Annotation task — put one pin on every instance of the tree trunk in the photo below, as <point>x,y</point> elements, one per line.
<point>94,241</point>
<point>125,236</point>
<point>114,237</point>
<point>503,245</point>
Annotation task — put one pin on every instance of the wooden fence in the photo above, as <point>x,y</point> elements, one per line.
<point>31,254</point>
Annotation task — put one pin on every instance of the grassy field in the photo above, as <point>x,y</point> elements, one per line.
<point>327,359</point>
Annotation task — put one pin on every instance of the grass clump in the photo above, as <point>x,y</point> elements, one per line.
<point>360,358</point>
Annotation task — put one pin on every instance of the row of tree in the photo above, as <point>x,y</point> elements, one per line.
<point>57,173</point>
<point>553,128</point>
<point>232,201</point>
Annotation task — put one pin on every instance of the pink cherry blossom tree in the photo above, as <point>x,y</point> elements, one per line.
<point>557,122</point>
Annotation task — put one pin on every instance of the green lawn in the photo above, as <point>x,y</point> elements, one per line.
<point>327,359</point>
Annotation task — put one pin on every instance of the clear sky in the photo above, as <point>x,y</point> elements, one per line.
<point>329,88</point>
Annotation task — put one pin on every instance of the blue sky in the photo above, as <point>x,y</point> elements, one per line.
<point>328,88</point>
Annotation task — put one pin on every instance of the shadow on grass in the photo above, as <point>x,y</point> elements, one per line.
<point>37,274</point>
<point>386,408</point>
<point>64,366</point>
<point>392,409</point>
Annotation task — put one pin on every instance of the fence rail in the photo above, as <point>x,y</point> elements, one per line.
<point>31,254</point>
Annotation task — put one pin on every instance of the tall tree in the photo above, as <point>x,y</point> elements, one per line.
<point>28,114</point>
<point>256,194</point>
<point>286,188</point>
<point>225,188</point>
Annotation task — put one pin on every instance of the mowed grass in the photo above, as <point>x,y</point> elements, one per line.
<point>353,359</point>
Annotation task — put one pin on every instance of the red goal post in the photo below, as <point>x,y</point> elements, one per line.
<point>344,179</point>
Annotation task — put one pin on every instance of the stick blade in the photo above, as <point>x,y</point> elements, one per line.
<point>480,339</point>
######
• _What the exercise asks_: Copy out all of the rows above word for word, leaving nothing out and changing nothing.

• _Answer to the task_:
Annotation task — put one pin on every instance of the tree trunk in the photo below, as <point>x,y</point> elements, one per line.
<point>94,241</point>
<point>125,236</point>
<point>114,237</point>
<point>503,245</point>
Annotation task — put one pin on every instance of the wooden fence in the photo above, as <point>x,y</point> elements, one per line.
<point>31,254</point>
Annotation task — put one pin on every instance of the grassy field in the photo above, as <point>x,y</point> elements, one per line.
<point>327,359</point>
Annotation task — put one pin on every instance of the grass clump in the photo above, as <point>x,y</point> elements, one per line.
<point>360,358</point>
Annotation task — put one pin on every instance of the row of tree in the photo above, as <point>x,y</point> elements, one per line.
<point>57,173</point>
<point>553,128</point>
<point>232,201</point>
Annotation task — put one pin on every instance of the pink cherry blossom tree in the photo above, as <point>x,y</point> elements, one per line.
<point>557,122</point>
Annotation task — put one pin on every instance of the green lawn in the photo above, as <point>x,y</point> elements, one per line.
<point>327,359</point>
Annotation task — put one pin on every instance of the clear sky in the photo above, as <point>x,y</point> elements, one per line.
<point>329,88</point>
Annotation task — put one pin on every instance of the blue sky in the photo above, as <point>x,y</point> elements, one per line.
<point>328,88</point>
Annotation task — put one pin on every instance of the shadow on grass in the photo above, as <point>x,y</point> elements, one per line.
<point>37,274</point>
<point>386,408</point>
<point>64,366</point>
<point>392,409</point>
Annotation task — put one pin on every instance of the fence rail in the photo above, as <point>x,y</point> elements, one per line.
<point>31,254</point>
Annotation task — put one pin on every instance of the tall tree in the photo above, as <point>x,y</point> elements, one per line.
<point>28,114</point>
<point>256,194</point>
<point>286,188</point>
<point>225,188</point>
Annotation task — put one pin on every instance of the mowed grass in the photo above, as <point>x,y</point> elements, one per line.
<point>353,359</point>
Annotation task — put one pin on every instance of the red goal post in the photo below, as <point>x,y</point> elements, one per line.
<point>344,179</point>
Annotation task — put one pin on every instance of the stick blade in the photo above, as <point>x,y</point> elements, one per line.
<point>480,339</point>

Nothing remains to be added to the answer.